### WHAT YOU WILL DO
In duplicating the lines below, keep every word unchanged and drop the pictures.

### Point localization data
=== Begin Enclosure ===
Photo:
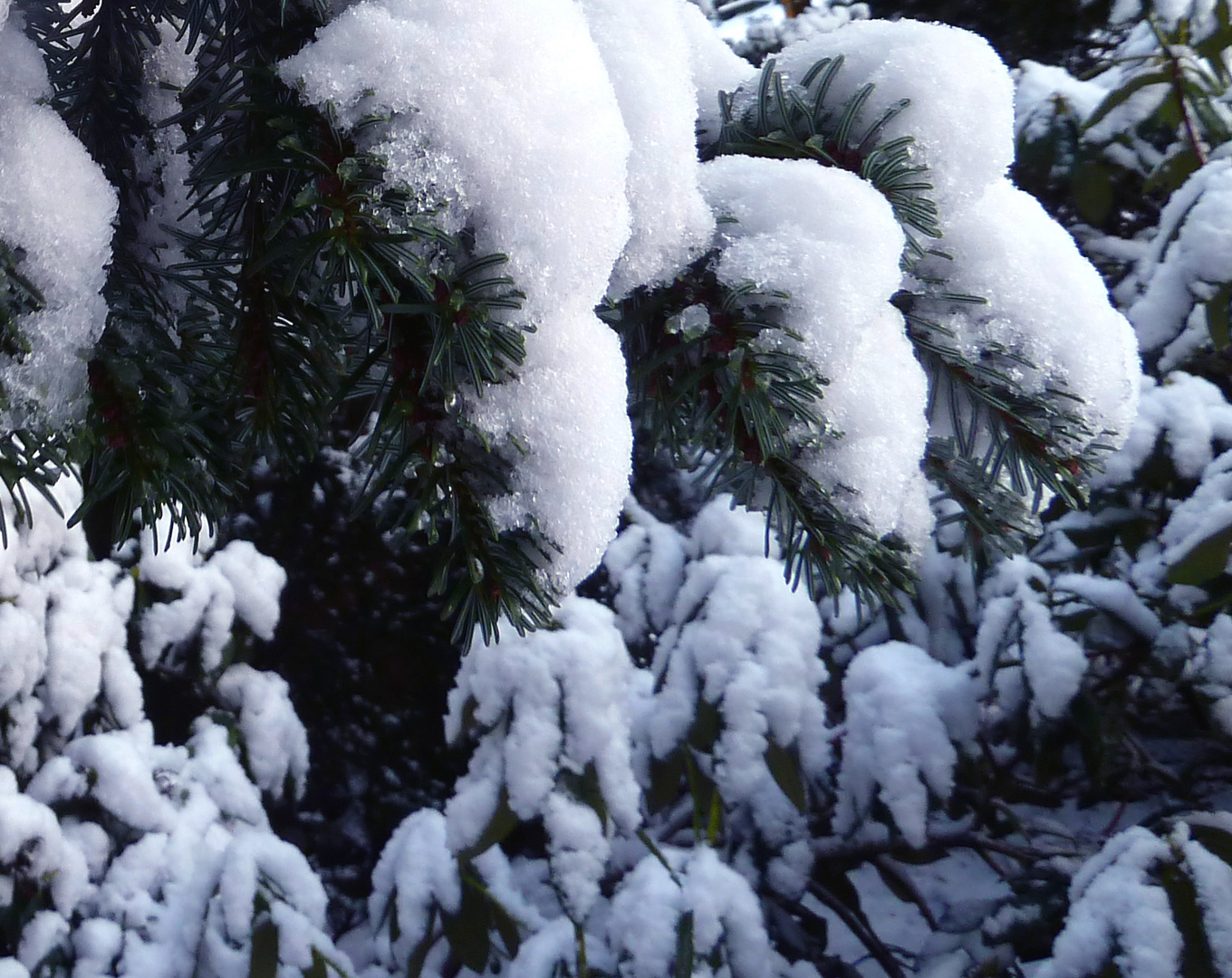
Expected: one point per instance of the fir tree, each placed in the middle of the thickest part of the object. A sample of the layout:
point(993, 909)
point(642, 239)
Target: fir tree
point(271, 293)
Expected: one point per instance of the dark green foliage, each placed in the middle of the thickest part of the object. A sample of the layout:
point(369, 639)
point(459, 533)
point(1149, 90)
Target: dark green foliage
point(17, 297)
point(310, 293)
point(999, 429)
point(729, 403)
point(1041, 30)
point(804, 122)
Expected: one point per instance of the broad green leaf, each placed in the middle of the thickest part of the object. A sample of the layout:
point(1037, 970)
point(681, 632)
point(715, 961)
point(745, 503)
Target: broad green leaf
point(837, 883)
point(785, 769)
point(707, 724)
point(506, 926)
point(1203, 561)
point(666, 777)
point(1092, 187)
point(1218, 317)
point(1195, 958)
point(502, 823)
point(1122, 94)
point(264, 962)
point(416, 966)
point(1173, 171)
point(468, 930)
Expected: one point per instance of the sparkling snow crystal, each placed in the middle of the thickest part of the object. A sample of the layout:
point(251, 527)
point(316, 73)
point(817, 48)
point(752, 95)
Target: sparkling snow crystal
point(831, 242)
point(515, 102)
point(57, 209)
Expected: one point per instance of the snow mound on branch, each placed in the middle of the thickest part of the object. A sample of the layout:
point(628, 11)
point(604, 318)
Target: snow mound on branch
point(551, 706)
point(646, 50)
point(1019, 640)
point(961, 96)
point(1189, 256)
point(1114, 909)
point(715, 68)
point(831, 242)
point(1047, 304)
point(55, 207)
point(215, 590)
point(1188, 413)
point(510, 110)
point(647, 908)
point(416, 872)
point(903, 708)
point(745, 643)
=== End Enclosure ===
### ANSWER BOX
Photo:
Expected: one point per instance of the fir tree, each placed in the middle of the thickest part of the object. A sample of the layout:
point(993, 909)
point(642, 239)
Target: fir tree
point(271, 293)
Expected: one point per instance of the dark green foliage, each placed in the middle of the thickest part of the object. A sample of the layout:
point(369, 639)
point(459, 533)
point(1149, 90)
Target: dark green foliage
point(17, 297)
point(310, 293)
point(999, 429)
point(729, 403)
point(1041, 30)
point(804, 122)
Expected: one point per instance of the broad green leaf, each placed in the middle of the thickest part of the object. A sample of the layout:
point(1037, 970)
point(681, 632)
point(715, 961)
point(745, 503)
Target: broad green leaf
point(837, 883)
point(785, 769)
point(707, 724)
point(506, 926)
point(1203, 561)
point(666, 777)
point(1092, 187)
point(1218, 317)
point(1195, 958)
point(502, 823)
point(1122, 94)
point(264, 962)
point(416, 966)
point(1173, 171)
point(468, 930)
Expected: one point per instance of the sparkling snow crystal, each placed in the middle of the thickest part of the object. A sample of the layout:
point(251, 527)
point(316, 73)
point(817, 48)
point(752, 95)
Target: sparkling snow crystal
point(831, 242)
point(515, 102)
point(57, 209)
Expected: one point per instance of the snow mound on branch, each placed in the middle of the thickest part of the object. A sample of the layout:
point(628, 11)
point(604, 318)
Target: snow mound on branch
point(551, 706)
point(646, 50)
point(1019, 640)
point(961, 96)
point(1189, 256)
point(1114, 909)
point(715, 68)
point(831, 242)
point(1047, 304)
point(55, 207)
point(215, 590)
point(1188, 413)
point(510, 110)
point(647, 908)
point(416, 872)
point(903, 708)
point(745, 643)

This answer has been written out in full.